TASK TO COMPLETE:
Send back the records in full, character for character.

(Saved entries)
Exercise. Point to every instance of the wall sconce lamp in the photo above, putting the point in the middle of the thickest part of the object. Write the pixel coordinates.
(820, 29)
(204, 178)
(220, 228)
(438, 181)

REPLY TO THE TASK:
Exercise. Point to every instance of the wall sconce lamp in the photo above, putting the point in the middle of the thickest part of the object. Write the pixel coordinates.
(820, 29)
(204, 178)
(220, 228)
(438, 181)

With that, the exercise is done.